## What is needed:
Set each entry down verbatim, omitting images.

## Source records:
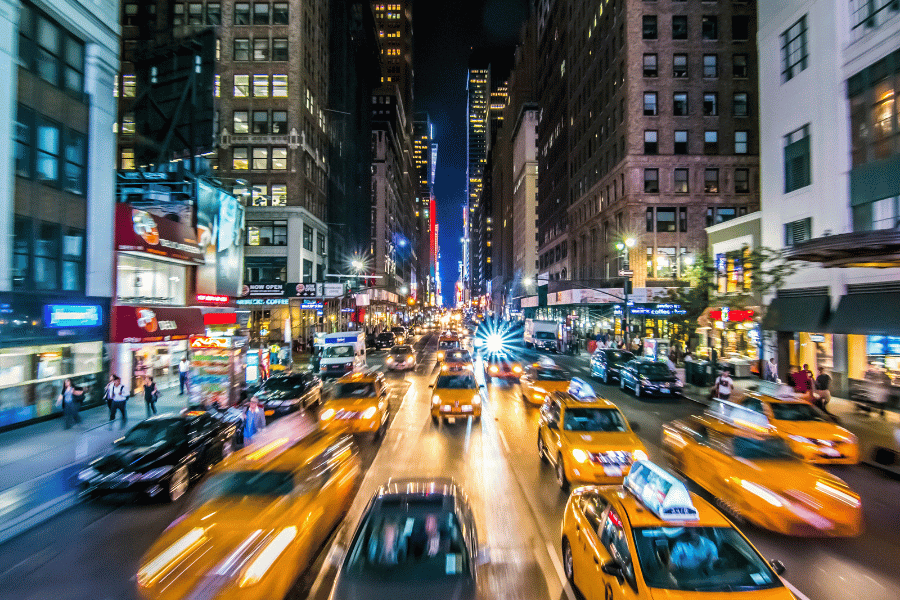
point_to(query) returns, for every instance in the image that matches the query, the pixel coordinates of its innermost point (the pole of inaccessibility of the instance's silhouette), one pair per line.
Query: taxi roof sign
(661, 492)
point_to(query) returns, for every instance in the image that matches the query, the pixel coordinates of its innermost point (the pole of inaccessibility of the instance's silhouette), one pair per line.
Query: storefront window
(148, 281)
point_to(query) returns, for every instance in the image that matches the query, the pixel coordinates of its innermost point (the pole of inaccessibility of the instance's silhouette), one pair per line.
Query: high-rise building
(57, 198)
(830, 153)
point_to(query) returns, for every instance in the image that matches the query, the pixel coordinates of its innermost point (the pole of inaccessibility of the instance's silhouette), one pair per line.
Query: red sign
(139, 231)
(140, 324)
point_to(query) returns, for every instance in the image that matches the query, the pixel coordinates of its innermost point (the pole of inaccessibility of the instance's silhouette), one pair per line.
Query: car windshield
(796, 411)
(409, 542)
(551, 375)
(761, 448)
(236, 485)
(456, 382)
(701, 559)
(593, 419)
(618, 356)
(338, 352)
(354, 389)
(654, 370)
(149, 433)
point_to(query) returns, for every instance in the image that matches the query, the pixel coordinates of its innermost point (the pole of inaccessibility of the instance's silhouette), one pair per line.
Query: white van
(341, 353)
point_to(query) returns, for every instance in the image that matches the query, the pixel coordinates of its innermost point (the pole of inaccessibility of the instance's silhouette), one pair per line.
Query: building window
(710, 66)
(741, 105)
(710, 27)
(651, 68)
(740, 28)
(679, 65)
(279, 158)
(679, 27)
(740, 142)
(711, 181)
(681, 181)
(710, 142)
(681, 144)
(651, 107)
(651, 181)
(710, 104)
(280, 13)
(793, 50)
(649, 27)
(651, 145)
(797, 231)
(679, 104)
(261, 13)
(797, 162)
(267, 233)
(279, 50)
(241, 86)
(742, 181)
(241, 14)
(240, 159)
(665, 220)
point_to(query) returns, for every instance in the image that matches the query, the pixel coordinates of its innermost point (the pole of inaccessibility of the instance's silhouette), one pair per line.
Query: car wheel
(178, 483)
(561, 473)
(568, 563)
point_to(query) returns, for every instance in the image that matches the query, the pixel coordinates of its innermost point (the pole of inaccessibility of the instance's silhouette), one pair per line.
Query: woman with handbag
(151, 395)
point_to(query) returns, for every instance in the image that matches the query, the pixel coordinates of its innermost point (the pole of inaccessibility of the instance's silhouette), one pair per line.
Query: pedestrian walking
(120, 397)
(151, 395)
(183, 368)
(68, 401)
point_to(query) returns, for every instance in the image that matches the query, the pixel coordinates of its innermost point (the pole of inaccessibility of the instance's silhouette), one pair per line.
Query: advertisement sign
(140, 231)
(66, 315)
(220, 232)
(135, 324)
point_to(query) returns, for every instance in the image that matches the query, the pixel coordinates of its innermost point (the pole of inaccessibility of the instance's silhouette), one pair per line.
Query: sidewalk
(39, 463)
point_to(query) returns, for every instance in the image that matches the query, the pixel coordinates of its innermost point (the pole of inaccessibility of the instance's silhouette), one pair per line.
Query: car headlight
(156, 473)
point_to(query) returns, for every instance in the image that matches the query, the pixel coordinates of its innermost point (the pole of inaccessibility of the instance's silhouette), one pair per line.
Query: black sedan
(417, 539)
(289, 393)
(606, 362)
(649, 378)
(160, 456)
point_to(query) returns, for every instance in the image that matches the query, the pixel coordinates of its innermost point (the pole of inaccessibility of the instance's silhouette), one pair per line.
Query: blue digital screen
(69, 315)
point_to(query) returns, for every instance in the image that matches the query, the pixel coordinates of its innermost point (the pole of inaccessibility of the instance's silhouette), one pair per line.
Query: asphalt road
(92, 551)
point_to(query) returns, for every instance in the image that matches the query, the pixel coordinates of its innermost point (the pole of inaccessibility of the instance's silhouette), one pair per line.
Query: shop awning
(802, 313)
(867, 314)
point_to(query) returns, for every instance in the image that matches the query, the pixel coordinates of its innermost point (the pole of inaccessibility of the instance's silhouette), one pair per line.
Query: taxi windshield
(354, 389)
(701, 559)
(405, 542)
(551, 375)
(338, 352)
(796, 411)
(456, 382)
(761, 448)
(593, 419)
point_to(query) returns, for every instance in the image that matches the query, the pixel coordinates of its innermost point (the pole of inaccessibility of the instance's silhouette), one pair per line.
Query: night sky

## Complete output:
point_to(query) returns, for every instance in the image that matches the query, the pixel coordinates of its innermost point (the pole of inaccessibility of the instance's silhouette), one pair per line.
Query: taxi roof sign
(661, 492)
point_to(query) returns, for every instance in the image that matches the query, the pixel coordinates of its innermost point (the pole of inaccessibility of the instance's silhouette), one pair per line.
Query: storefront window
(148, 281)
point_to(query) returns, for every instance in the image that matches the query, the pixel coordinates of its innermost point (the pole of inaccessibility of the instance's silhouette), one pair per line.
Query: high-rise building
(57, 198)
(830, 153)
point_to(query) returns, for every instance in the image that matches the query, the pixel coordinates of its innermost point (the pole of inaccessibility of the instance's silhouette), one pair per line.
Query: red sign
(139, 231)
(140, 324)
point_to(query) returns, for every instance in the image that matches the query, the pixel coordinates of its innermost point (the pole of inaccessibility of the instance's silhouette), one pair per line.
Query: car windshield
(796, 411)
(409, 542)
(551, 375)
(761, 448)
(236, 485)
(456, 382)
(701, 559)
(593, 419)
(618, 356)
(338, 352)
(354, 389)
(654, 370)
(149, 433)
point_to(query) returns, for every instance in the image that matches the query, the pixel coordinates of its innermost point (the pole of inaccessibility of the instance's silhouette), one pair per line.
Query: white van
(341, 353)
point_to(query) returns, for every instance in the image that matches the query, the pixel coordinates of its innermost point (the pole of inaccessibility of the instance's silhouette), one pair per line.
Query: building window
(710, 66)
(741, 105)
(710, 27)
(651, 68)
(740, 28)
(679, 65)
(279, 158)
(679, 27)
(740, 142)
(711, 181)
(681, 181)
(710, 142)
(681, 144)
(651, 107)
(651, 181)
(710, 104)
(280, 13)
(793, 50)
(649, 27)
(651, 145)
(797, 231)
(679, 104)
(261, 13)
(797, 162)
(267, 233)
(279, 50)
(241, 86)
(742, 181)
(241, 14)
(240, 159)
(665, 220)
point_to(query) returns, for every instance in the image that matches the query, the pixel coordinates of its innermost point (the pole of inaccessibility of the instance's silhouette), one pair per line.
Query: car wheel
(178, 483)
(561, 473)
(568, 563)
point_to(query) returns, for every instance in the image that matches the query, the pixel coordinates of its innermost point (the pole of inaccessibility of the instance's silhouette), one pair per line.
Query: woman with handbag
(151, 395)
point_to(query) returns, for every instance in the image that matches the query, the pixel coordinates of its innermost point (the pole of inaccessibility of the instance's silhouette), one pair per line.
Query: pedestrian walking
(120, 397)
(151, 395)
(183, 368)
(68, 401)
point_to(query) returns, for every instance in the image that matches the query, the pixel coordinates of its innermost point (the pole of inaccessibility of the instance's silhouette), one pair per line.
Query: advertisement sign
(140, 231)
(66, 315)
(220, 232)
(135, 324)
point_to(query) returns, for every instance in the image that matches the query, the pixel coordinates of its innermost point (the pole of inaccessibility of the instance's silhouette), one pair per line.
Query: sidewalk
(39, 463)
point_to(query) returns, for every instance in the image that matches the query, the pixel coordinates of its innermost point (the pole of inaccessibility of the instance's silhouette), one pair per line.
Query: car headlight
(156, 473)
point_to(query) returns, for every instance in the image that matches the query, the pixel coordinates of its innermost point (the pole of inaccessibility of the instance's silhouette), one pair per line.
Query: black sedan
(417, 539)
(289, 393)
(606, 362)
(649, 378)
(160, 456)
point_to(query) returns, for every instance in the image that matches the query, the pixel coordinates of its innermost point (the pole of inaccessibility of the instance's silhouette), one pair per line.
Query: blue digital screen
(69, 315)
point_to(query) returns, for every instance in the image that matches the query, the pixel coordinates of its innermost point (the pole of inaccessibility of the instance's silhouette), one pair per line.
Query: asphalt road
(92, 551)
point_to(query) returns, for every instance in the image that matches the query, the pixel coordinates of its innermost point (the pole of inaccessibility of the instance's silhouette), one pair per line.
Query: shop awning
(802, 313)
(867, 314)
point_to(query) returns, for every instance in the image that matches the query, the pixel coordinates of its innermost point (the pole of inaccessibility of the instance's silhouette), one pair per line.
Query: taxi windshield
(354, 389)
(701, 559)
(405, 542)
(551, 375)
(338, 352)
(796, 411)
(456, 382)
(761, 448)
(593, 419)
point_to(query) returns, for every instance in the image that matches the query, the pixel coordinates of its innermost point (the pole of inaccessibility of the instance's silhouette), one pair per line.
Query: night sky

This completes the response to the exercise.